# [EXTRACT TO READ]
-----
Guest opinion: Building dreams in The Other Side Village

Emma came within hours of being evicted from a decrepit, cockroach-infested apartment and into the streets. A mood disorder and years of bad choices had landed her in a dismal life of alcohol, drugs, unemployment, and an ever-shifting circle of equally troubled outcasts. It was heartbreaking to watch her deteriorate from a self-sufficient, intelligent and witty young woman with a gleaming smile into the sickly, self-destructive shell she had become. She had fallen into the hell of hopelessness and couldn’t see a way out.

But she was rescued at the last moment when the caring people at a non-profit advocate for the homeless issued her an emergency housing voucher to stay in a motel. It was an old, worn-out building, occupied mainly by rootless, transient souls struggling to live day-to-day. Police cars were a regular sight as they responded to loud, drug-fueled arguments and suspicious trespassers. Unknown drunks banged on Emma’s door at all hours. She was deeply grateful for the room, but she still didn’t feel safe. It’s also hard to stay clean with others using drugs all around.
-----
# [RAW DATA]
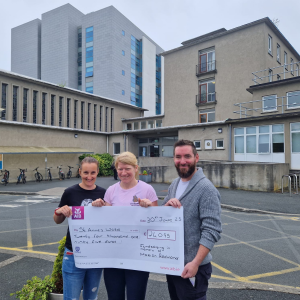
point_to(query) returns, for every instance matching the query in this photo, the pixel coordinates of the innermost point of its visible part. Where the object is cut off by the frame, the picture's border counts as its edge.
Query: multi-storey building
(101, 53)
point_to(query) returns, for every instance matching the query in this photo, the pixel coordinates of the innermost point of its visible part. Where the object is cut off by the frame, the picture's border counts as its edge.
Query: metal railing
(277, 73)
(205, 67)
(205, 98)
(284, 104)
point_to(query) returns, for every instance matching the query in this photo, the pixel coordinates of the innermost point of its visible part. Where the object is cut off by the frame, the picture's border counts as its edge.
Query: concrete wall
(25, 49)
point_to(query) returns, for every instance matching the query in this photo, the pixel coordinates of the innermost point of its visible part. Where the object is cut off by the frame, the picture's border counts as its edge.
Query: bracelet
(56, 212)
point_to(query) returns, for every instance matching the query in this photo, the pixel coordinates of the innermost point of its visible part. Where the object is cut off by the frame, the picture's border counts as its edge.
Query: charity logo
(77, 212)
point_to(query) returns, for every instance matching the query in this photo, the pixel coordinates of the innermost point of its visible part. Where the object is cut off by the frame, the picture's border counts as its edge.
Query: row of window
(270, 103)
(99, 112)
(150, 124)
-----
# [PROBLEM 1]
According to the guest opinion about The Other Side Village, what did the non-profit homeless advocate give Emma at the last moment?
# [PROBLEM 2]
Continue the guest opinion about Emma and The Other Side Village from its last sentence.

# [TASK RESPONSE 1]
An emergency housing voucher to stay in a motel.

# [TASK RESPONSE 2]
Another compassionate non-profit, The Other Side Village, is committed to providing safe, long-term housing and other life-changing opportunities for people like Emma in a sober-living environment. The Village will serve unsheltered citizens who have been derailed by life’s unexpected traumas such as the loss of a job, a chronic and debilitating medical condition or disease, among other devastating circumstances. They are people who have been chronically homeless. They are people with treatable mental health challenges and addictions who can’t afford the medicine or therapy to overcome them. Most importantly, they are people who have demonstrated the desire and capability to become self-sustaining.  

But, so far, The Other Side Village consists of a vision, a master plan and an empty field in West Salt Lake City. Eventually, the Village will be home to up to 500 residents living in 350-400 square foot homes with a bedroom, living room, bathroom with a shower and a kitchen with all the appliances. 

A host of committed partners such as volunteer architects and builders have already designed the community and are standing by to bring it to life. A coalition of medical and mental health services providers have signed on to support the residents. The City of Salt Lake is also a partner.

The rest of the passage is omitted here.